● **Instructions for the task**:
Carry on the news article about the genetic study of anxiety and stress-related disorders, picking up after its final sentence.

+++ Given passage

NEW YORK (GenomeWeb) – A team from Denmark, Germany, and elsewhere has identified new genetic contributors to anxiety and stress-related disorders, including variants in a proposed new drug target.
Using genotypes for nearly 32,000 Danish individuals with or without anxiety and stress-related disorders, in combination with national registry data on related diagnoses in Denmark, the researchers performed a genome-wide association study aimed at finding new risk variants, genes, and pathways for the psychiatric conditions, while estimating the SNP-based heritability of the conditions and exploring genetic features that overlap with those contributing to other neuropsychiatric disorders. Their results were reported online yesterday in JAMA Psychiatry.
Along with potential ties to other conditions, ranging from obesity to psychiatric disease, the team emphasized a strong association between anxiety and stress-related disorders and SNPs in PDE4B, a gene that codes for an intracellular cyclic adenosine monophosphate signaling regulator. That prompted speculation that PDE4B may serve as a target in future treatments for anxiety and stress-related conditions — a possibility that was subsequently investigated in inbred mice accustomed to "chronic social defeat," a model for human anxiety and stress disorders.
"We highlight the candidate gene PDE4B as a robust risk locus (through studies in mice and humans), pointing to a potential of PDE4B inhibitors in treatment of these disorders," first and corresponding author Sandra Meier and her co-authors wrote.

++++++
+++ Source material

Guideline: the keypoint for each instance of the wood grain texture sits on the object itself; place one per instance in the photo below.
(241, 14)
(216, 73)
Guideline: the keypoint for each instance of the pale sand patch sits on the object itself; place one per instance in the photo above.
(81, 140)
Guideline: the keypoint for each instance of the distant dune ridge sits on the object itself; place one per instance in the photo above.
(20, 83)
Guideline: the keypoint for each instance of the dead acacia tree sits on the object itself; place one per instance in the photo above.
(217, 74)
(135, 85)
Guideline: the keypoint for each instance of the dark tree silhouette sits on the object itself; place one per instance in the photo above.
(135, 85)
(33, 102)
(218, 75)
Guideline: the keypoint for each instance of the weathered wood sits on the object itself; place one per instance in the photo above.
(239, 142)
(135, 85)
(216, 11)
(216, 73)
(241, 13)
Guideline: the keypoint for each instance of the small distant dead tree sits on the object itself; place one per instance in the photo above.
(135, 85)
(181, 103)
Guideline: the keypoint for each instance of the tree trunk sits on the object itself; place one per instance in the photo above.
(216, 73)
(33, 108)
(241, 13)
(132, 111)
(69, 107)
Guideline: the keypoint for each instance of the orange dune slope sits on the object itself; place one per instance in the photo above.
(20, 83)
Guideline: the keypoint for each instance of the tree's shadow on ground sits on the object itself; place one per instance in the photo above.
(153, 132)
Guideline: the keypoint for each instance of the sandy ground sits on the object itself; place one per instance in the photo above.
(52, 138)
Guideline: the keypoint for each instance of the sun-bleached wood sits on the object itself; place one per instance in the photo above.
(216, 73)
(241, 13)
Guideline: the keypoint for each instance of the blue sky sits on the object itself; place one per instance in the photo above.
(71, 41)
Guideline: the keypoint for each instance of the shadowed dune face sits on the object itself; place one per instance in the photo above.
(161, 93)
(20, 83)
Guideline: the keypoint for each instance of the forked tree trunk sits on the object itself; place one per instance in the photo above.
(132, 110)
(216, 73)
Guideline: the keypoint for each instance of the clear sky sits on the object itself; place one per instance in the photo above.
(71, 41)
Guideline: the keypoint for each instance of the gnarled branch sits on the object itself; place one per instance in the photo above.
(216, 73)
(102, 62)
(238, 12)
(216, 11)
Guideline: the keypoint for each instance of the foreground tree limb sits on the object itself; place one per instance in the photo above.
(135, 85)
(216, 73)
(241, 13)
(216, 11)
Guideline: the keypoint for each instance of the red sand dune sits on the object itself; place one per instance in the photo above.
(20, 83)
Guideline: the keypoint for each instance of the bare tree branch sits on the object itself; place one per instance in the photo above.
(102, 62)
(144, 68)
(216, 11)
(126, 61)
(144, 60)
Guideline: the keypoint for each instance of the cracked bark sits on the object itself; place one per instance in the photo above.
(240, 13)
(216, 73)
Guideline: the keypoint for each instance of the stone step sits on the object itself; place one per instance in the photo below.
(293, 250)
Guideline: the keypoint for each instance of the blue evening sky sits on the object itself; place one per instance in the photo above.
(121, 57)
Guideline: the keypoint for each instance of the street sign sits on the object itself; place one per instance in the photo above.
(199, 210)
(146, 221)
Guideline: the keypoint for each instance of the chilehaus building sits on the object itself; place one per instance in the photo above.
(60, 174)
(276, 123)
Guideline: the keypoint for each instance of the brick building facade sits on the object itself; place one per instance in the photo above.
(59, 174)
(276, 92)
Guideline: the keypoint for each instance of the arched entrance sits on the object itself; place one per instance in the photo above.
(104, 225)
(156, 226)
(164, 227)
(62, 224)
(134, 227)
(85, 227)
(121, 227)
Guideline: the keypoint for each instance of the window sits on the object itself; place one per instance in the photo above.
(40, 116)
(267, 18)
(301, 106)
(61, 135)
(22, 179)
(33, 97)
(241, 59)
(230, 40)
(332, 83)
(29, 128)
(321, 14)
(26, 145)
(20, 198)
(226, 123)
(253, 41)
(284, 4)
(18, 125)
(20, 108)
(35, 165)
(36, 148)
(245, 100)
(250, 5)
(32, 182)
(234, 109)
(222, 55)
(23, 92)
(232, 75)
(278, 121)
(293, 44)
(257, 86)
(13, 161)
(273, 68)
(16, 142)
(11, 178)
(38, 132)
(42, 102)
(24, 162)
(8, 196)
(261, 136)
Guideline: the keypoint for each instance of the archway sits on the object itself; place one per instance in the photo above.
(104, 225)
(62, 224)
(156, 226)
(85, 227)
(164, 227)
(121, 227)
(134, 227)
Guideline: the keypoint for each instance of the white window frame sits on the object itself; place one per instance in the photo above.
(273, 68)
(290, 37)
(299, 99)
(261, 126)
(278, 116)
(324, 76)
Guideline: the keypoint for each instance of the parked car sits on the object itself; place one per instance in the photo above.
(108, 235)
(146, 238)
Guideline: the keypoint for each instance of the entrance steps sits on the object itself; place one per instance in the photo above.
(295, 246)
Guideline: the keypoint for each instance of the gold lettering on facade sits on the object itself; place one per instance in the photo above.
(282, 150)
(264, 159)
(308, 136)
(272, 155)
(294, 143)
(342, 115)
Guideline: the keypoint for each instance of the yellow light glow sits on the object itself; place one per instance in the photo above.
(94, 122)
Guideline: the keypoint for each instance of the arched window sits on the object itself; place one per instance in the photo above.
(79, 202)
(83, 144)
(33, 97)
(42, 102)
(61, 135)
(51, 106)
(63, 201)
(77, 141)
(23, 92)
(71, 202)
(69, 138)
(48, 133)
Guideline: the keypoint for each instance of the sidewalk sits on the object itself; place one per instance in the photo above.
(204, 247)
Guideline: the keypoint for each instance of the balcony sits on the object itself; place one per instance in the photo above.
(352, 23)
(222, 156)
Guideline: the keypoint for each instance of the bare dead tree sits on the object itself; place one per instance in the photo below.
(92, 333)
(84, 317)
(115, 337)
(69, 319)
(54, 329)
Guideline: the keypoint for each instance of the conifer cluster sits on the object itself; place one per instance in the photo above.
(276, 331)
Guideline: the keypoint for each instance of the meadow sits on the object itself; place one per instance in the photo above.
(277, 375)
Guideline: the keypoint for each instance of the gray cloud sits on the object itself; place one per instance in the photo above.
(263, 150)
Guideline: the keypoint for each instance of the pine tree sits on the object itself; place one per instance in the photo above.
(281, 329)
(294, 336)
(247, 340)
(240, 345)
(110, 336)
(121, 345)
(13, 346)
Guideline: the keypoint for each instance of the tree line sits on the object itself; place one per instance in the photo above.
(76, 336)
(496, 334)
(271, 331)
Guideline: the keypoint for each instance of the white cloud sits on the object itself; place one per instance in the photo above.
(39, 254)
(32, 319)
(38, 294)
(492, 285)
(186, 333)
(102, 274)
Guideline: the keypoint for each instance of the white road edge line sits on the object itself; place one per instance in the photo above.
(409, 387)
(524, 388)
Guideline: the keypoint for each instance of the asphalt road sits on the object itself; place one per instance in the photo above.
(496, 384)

++++++

● **Written answer**:
Meier is currently a researcher in the department of psychiatry at Dalhousie University. She previously held a postdoctoral position at Aarhus University and was affiliated with the University Hospital Würzburg.
They cautioned that additional research and replication will be required to "detect additional loci, not only identifying potential pleiotropic effects across the full spectrum of anxiety and stress-related disorders, but also loci associated specifically with individual disorders."
For their current study, the researchers focused on individuals participating in the Lundbeck Foundation's "Initiative for Integrative Psychiatric Research" (iPSYCH) study, comparing array-based genotypes in 12,655 Danish individuals with anxiety and stress-related diagnoses to 19,225 unaffected controls from the same population. The cohort included individuals born as early as 1981 and as recently as 2005.
The GWAS unearthed nearly six dozen variants on a chromosome 1 region containing PDE4B that had genome-wide significant ties to anxiety and stress-related disorders, the team reported, along with more nominal associations at sites in and around genes on several other chromosomes.
The researchers estimated the SNP-based heritability of anxiety and stress-related disorders and identified genetic correlation between anxiety and traits related to obesity, other psychiatric conditions, educational outcomes, and reproductive outcomes. From there, they focused in on PDE4B, uncovering that expression of the gene is dialed down in median prefrontal cortex and ventral hippocampus brain regions from chronically-stressed mice assessed by RNA sequencing.
"This study highlights anxiety and stress-related disorders as complex heritable phenotypes with intriguing genetic correlations not only with psychiatric traits, but also with educational outcomes and multiple obesity-related phenotypes," the authors wrote.
In a related editorial, University of Freiburg researchers Katharina Domschke and Michael Gottschalk called PDE4B "a promising new candidate gene … that crosses classic categorical disease boundaries."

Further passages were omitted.